WHAT NEEDS TO BE DONE. Leave out the pictures and restate the rest of the data exactly.

DATA.

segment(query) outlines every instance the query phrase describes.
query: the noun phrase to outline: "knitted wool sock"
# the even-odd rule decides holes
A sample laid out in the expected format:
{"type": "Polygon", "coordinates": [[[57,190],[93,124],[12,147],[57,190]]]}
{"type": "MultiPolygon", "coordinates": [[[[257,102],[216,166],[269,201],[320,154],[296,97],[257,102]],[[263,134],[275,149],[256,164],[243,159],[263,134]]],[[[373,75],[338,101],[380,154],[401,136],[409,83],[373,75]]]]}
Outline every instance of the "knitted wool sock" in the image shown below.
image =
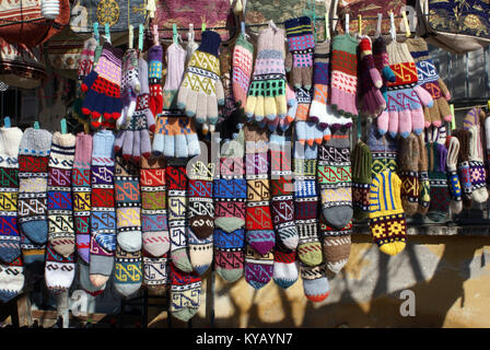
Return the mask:
{"type": "Polygon", "coordinates": [[[419,208],[419,141],[415,133],[400,139],[398,175],[405,215],[413,215],[419,208]]]}
{"type": "Polygon", "coordinates": [[[330,294],[330,285],[325,276],[325,266],[307,266],[300,262],[303,291],[307,300],[319,303],[330,294]]]}
{"type": "Polygon", "coordinates": [[[330,228],[323,217],[319,218],[319,232],[323,237],[325,268],[334,275],[340,272],[349,260],[352,221],[338,230],[330,228]]]}
{"type": "Polygon", "coordinates": [[[75,250],[71,170],[75,137],[71,133],[52,136],[48,163],[48,238],[56,254],[69,257],[75,250]]]}
{"type": "Polygon", "coordinates": [[[152,257],[162,257],[171,247],[166,214],[165,165],[164,158],[141,159],[140,186],[143,249],[152,257]]]}
{"type": "Polygon", "coordinates": [[[122,296],[131,295],[141,288],[143,281],[141,250],[132,253],[116,247],[116,262],[114,265],[114,287],[122,296]]]}
{"type": "Polygon", "coordinates": [[[463,210],[462,202],[462,186],[459,184],[459,178],[457,177],[457,154],[459,153],[459,141],[457,138],[452,137],[448,141],[450,145],[447,149],[447,185],[450,188],[451,196],[451,211],[458,214],[463,210]]]}
{"type": "Polygon", "coordinates": [[[328,127],[329,115],[327,103],[330,90],[330,40],[327,39],[315,46],[313,69],[313,102],[310,107],[310,119],[318,124],[324,130],[328,127]]]}
{"type": "MultiPolygon", "coordinates": [[[[18,229],[19,145],[21,139],[21,129],[0,128],[0,260],[7,264],[13,262],[21,255],[21,237],[18,229]]],[[[22,264],[20,266],[22,267],[22,264]]],[[[13,268],[13,270],[15,269],[13,268]]],[[[9,275],[4,278],[8,279],[9,275]]],[[[0,291],[0,293],[2,292],[0,291]]]]}
{"type": "Polygon", "coordinates": [[[348,132],[338,130],[319,149],[322,210],[326,222],[336,229],[346,226],[353,214],[349,147],[348,132]]]}
{"type": "Polygon", "coordinates": [[[92,136],[77,135],[71,192],[73,196],[73,220],[79,257],[90,261],[90,163],[92,161],[92,136]]]}
{"type": "Polygon", "coordinates": [[[250,84],[253,61],[254,46],[247,42],[245,34],[241,33],[233,49],[232,84],[235,102],[238,107],[244,109],[250,84]]]}
{"type": "Polygon", "coordinates": [[[352,118],[359,115],[355,106],[358,88],[358,40],[349,34],[334,37],[331,47],[331,108],[340,116],[339,124],[334,124],[334,129],[340,126],[349,128],[352,118]]]}
{"type": "Polygon", "coordinates": [[[199,310],[201,278],[195,271],[183,272],[171,261],[171,313],[187,322],[199,310]]]}
{"type": "Polygon", "coordinates": [[[429,183],[429,161],[423,136],[418,137],[419,142],[419,206],[417,212],[424,215],[431,202],[431,185],[429,183]]]}
{"type": "Polygon", "coordinates": [[[19,226],[34,244],[48,238],[47,179],[51,133],[28,128],[19,148],[19,226]]]}
{"type": "Polygon", "coordinates": [[[273,249],[273,281],[280,288],[288,289],[298,281],[299,264],[296,250],[287,248],[280,237],[273,249]]]}
{"type": "Polygon", "coordinates": [[[318,237],[318,194],[316,189],[316,158],[318,148],[294,144],[294,223],[300,235],[298,257],[303,264],[322,262],[322,244],[318,237]]]}
{"type": "Polygon", "coordinates": [[[244,132],[221,148],[221,166],[213,183],[214,268],[225,281],[243,275],[245,248],[245,200],[247,184],[243,178],[244,132]]]}
{"type": "Polygon", "coordinates": [[[450,190],[447,188],[445,145],[436,142],[428,143],[429,182],[431,184],[431,205],[427,217],[435,222],[443,221],[450,209],[450,190]]]}
{"type": "Polygon", "coordinates": [[[291,172],[291,139],[270,137],[270,187],[272,190],[272,223],[277,237],[288,249],[296,249],[299,235],[294,224],[294,190],[291,172]],[[287,148],[288,147],[288,148],[287,148]],[[289,151],[289,152],[288,152],[289,151]],[[288,154],[289,153],[289,154],[288,154]]]}
{"type": "Polygon", "coordinates": [[[487,176],[485,174],[481,133],[477,125],[469,128],[469,172],[472,199],[477,203],[483,203],[488,199],[487,176]]]}
{"type": "Polygon", "coordinates": [[[370,190],[370,229],[380,250],[397,255],[405,248],[407,224],[401,207],[401,180],[390,170],[376,174],[370,190]]]}
{"type": "Polygon", "coordinates": [[[155,258],[143,250],[143,285],[154,292],[165,291],[171,283],[168,265],[167,254],[155,258]]]}
{"type": "Polygon", "coordinates": [[[383,170],[389,168],[393,173],[397,170],[398,142],[388,133],[380,135],[375,125],[371,126],[368,135],[368,145],[373,154],[372,176],[376,176],[383,170]]]}
{"type": "Polygon", "coordinates": [[[187,255],[187,174],[186,167],[170,164],[166,168],[168,229],[171,258],[176,268],[191,272],[192,265],[187,255]]]}
{"type": "Polygon", "coordinates": [[[141,250],[141,195],[139,168],[122,156],[116,156],[114,175],[117,244],[126,253],[141,250]]]}
{"type": "Polygon", "coordinates": [[[259,255],[271,252],[275,233],[270,218],[269,160],[267,133],[245,126],[247,179],[246,241],[259,255]]]}
{"type": "Polygon", "coordinates": [[[201,148],[200,155],[194,158],[188,166],[189,220],[188,240],[190,264],[202,276],[212,264],[212,232],[214,231],[214,205],[212,200],[212,179],[214,163],[210,162],[210,143],[201,148]]]}
{"type": "Polygon", "coordinates": [[[0,301],[10,302],[24,288],[24,267],[18,256],[10,262],[0,261],[0,301]]]}
{"type": "Polygon", "coordinates": [[[62,256],[57,254],[51,242],[46,248],[45,280],[48,289],[54,293],[68,290],[74,278],[74,254],[62,256]]]}
{"type": "Polygon", "coordinates": [[[353,217],[362,221],[370,214],[370,185],[373,156],[364,142],[355,144],[351,156],[352,166],[352,206],[353,217]]]}
{"type": "Polygon", "coordinates": [[[459,177],[459,184],[462,185],[463,206],[465,208],[471,208],[471,176],[469,168],[469,131],[468,130],[453,130],[453,137],[459,141],[459,152],[457,154],[457,174],[459,177]]]}
{"type": "Polygon", "coordinates": [[[104,285],[113,273],[116,250],[116,209],[114,203],[114,141],[109,130],[93,137],[91,165],[90,281],[104,285]]]}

RESPONSE BELOW.
segment(query) outlines every instance the query phrase describes.
query: the noun phrase to outline: "knitted wool sock"
# the even-odd rule decides holes
A sample laid out in the expected format:
{"type": "Polygon", "coordinates": [[[57,190],[93,124],[12,147],[57,190]]]}
{"type": "MultiPolygon", "coordinates": [[[[257,102],[216,166],[269,201],[320,154],[296,97],[257,102]],[[263,134],[275,149],[256,164],[243,159],[263,134]]],[[[373,75],[338,101],[380,154],[401,136],[409,83],[373,75]]]]}
Outline every instance of the "knitted wool sock" in the image shown below.
image =
Return the mask:
{"type": "Polygon", "coordinates": [[[419,208],[419,141],[415,133],[400,139],[398,175],[405,215],[413,215],[419,208]]]}
{"type": "Polygon", "coordinates": [[[330,294],[330,285],[325,276],[325,266],[307,266],[300,262],[303,291],[307,300],[319,303],[330,294]]]}
{"type": "Polygon", "coordinates": [[[330,228],[323,217],[319,218],[319,232],[323,237],[325,268],[334,275],[340,272],[349,260],[352,221],[338,230],[330,228]]]}
{"type": "Polygon", "coordinates": [[[75,250],[71,170],[75,137],[71,133],[52,136],[48,163],[48,238],[56,254],[69,257],[75,250]]]}
{"type": "Polygon", "coordinates": [[[152,257],[162,257],[171,247],[166,214],[165,165],[164,158],[141,159],[140,186],[143,249],[152,257]]]}
{"type": "Polygon", "coordinates": [[[122,296],[131,295],[141,288],[143,281],[141,250],[132,253],[116,247],[116,262],[114,265],[114,287],[122,296]]]}
{"type": "Polygon", "coordinates": [[[463,210],[462,202],[462,186],[459,184],[459,178],[457,177],[457,154],[459,153],[459,141],[457,138],[452,137],[448,141],[450,145],[447,149],[447,185],[450,188],[451,196],[451,211],[458,214],[463,210]]]}
{"type": "Polygon", "coordinates": [[[328,127],[329,115],[327,103],[330,90],[330,40],[327,39],[315,46],[313,69],[313,102],[310,107],[310,119],[318,124],[324,130],[328,127]]]}
{"type": "MultiPolygon", "coordinates": [[[[18,229],[19,145],[21,139],[21,129],[0,128],[0,260],[7,264],[13,262],[21,255],[21,237],[18,229]]],[[[22,264],[20,266],[22,267],[22,264]]],[[[13,268],[13,270],[15,269],[13,268]]],[[[9,275],[4,278],[8,279],[9,275]]],[[[0,291],[0,293],[2,292],[0,291]]]]}
{"type": "Polygon", "coordinates": [[[348,132],[338,130],[319,149],[322,210],[326,222],[336,229],[346,226],[353,214],[349,147],[348,132]]]}
{"type": "Polygon", "coordinates": [[[92,136],[77,135],[71,192],[73,196],[73,220],[79,257],[90,261],[90,163],[92,161],[92,136]]]}
{"type": "Polygon", "coordinates": [[[250,84],[253,61],[254,46],[247,42],[245,34],[241,33],[233,49],[232,84],[235,102],[238,107],[244,109],[250,84]]]}
{"type": "Polygon", "coordinates": [[[352,118],[359,115],[355,106],[358,88],[358,40],[349,34],[334,37],[331,47],[331,108],[340,116],[339,124],[334,124],[334,129],[340,126],[349,128],[352,118]]]}
{"type": "Polygon", "coordinates": [[[199,310],[201,278],[195,271],[183,272],[171,261],[171,313],[187,322],[199,310]]]}
{"type": "Polygon", "coordinates": [[[429,183],[429,161],[423,136],[418,137],[419,142],[419,206],[417,212],[424,215],[431,202],[431,185],[429,183]]]}
{"type": "Polygon", "coordinates": [[[19,226],[34,244],[48,238],[47,179],[51,133],[28,128],[19,148],[19,226]]]}
{"type": "Polygon", "coordinates": [[[273,249],[273,281],[280,288],[288,289],[298,281],[299,264],[296,250],[287,248],[280,237],[273,249]]]}
{"type": "Polygon", "coordinates": [[[318,237],[318,194],[316,189],[316,158],[318,148],[294,144],[294,223],[300,235],[298,257],[303,264],[322,262],[322,244],[318,237]]]}
{"type": "Polygon", "coordinates": [[[244,132],[221,148],[221,166],[213,183],[214,268],[225,281],[243,275],[245,248],[245,200],[247,184],[243,178],[244,132]]]}
{"type": "Polygon", "coordinates": [[[450,190],[447,188],[445,145],[436,142],[428,143],[429,182],[431,184],[431,205],[427,217],[435,222],[443,221],[450,209],[450,190]]]}
{"type": "Polygon", "coordinates": [[[291,172],[291,139],[270,137],[270,187],[272,190],[272,223],[277,237],[288,249],[296,249],[299,235],[294,224],[294,190],[291,172]],[[287,148],[288,147],[288,148],[287,148]],[[289,151],[289,152],[288,152],[289,151]],[[288,154],[289,153],[289,154],[288,154]]]}
{"type": "Polygon", "coordinates": [[[487,176],[485,174],[481,133],[477,125],[469,128],[469,172],[472,199],[477,203],[483,203],[488,199],[487,176]]]}
{"type": "Polygon", "coordinates": [[[370,190],[370,229],[380,250],[397,255],[405,248],[407,224],[401,207],[401,180],[390,170],[376,174],[370,190]]]}
{"type": "Polygon", "coordinates": [[[155,258],[143,250],[143,285],[154,292],[165,291],[171,283],[168,265],[167,254],[155,258]]]}
{"type": "Polygon", "coordinates": [[[383,170],[389,168],[393,173],[397,170],[398,142],[388,133],[380,135],[375,125],[371,126],[368,135],[368,145],[373,154],[372,176],[376,176],[383,170]]]}
{"type": "Polygon", "coordinates": [[[187,255],[187,174],[186,167],[170,164],[166,168],[168,229],[171,258],[176,268],[191,272],[192,265],[187,255]]]}
{"type": "Polygon", "coordinates": [[[141,250],[141,195],[139,168],[122,156],[116,156],[114,175],[117,244],[126,253],[141,250]]]}
{"type": "Polygon", "coordinates": [[[259,255],[271,252],[275,233],[270,218],[269,160],[267,133],[245,126],[247,179],[246,241],[259,255]]]}
{"type": "Polygon", "coordinates": [[[201,148],[200,155],[194,158],[188,166],[189,220],[188,240],[190,264],[202,276],[212,264],[212,232],[214,231],[214,205],[212,200],[212,179],[214,163],[210,162],[210,143],[201,148]]]}
{"type": "Polygon", "coordinates": [[[0,301],[10,302],[24,288],[24,267],[18,256],[10,262],[0,261],[0,301]]]}
{"type": "Polygon", "coordinates": [[[62,256],[57,254],[51,242],[46,248],[45,280],[48,289],[54,293],[68,290],[74,278],[74,254],[62,256]]]}
{"type": "Polygon", "coordinates": [[[353,217],[362,221],[370,214],[370,185],[373,156],[364,142],[355,144],[351,156],[352,166],[352,206],[353,217]]]}
{"type": "Polygon", "coordinates": [[[459,177],[459,184],[462,185],[463,206],[465,208],[471,208],[471,176],[469,168],[469,131],[468,130],[453,130],[453,137],[459,141],[459,152],[457,154],[457,174],[459,177]]]}
{"type": "Polygon", "coordinates": [[[104,285],[113,273],[116,250],[116,209],[114,203],[114,141],[109,130],[93,137],[91,165],[90,281],[104,285]]]}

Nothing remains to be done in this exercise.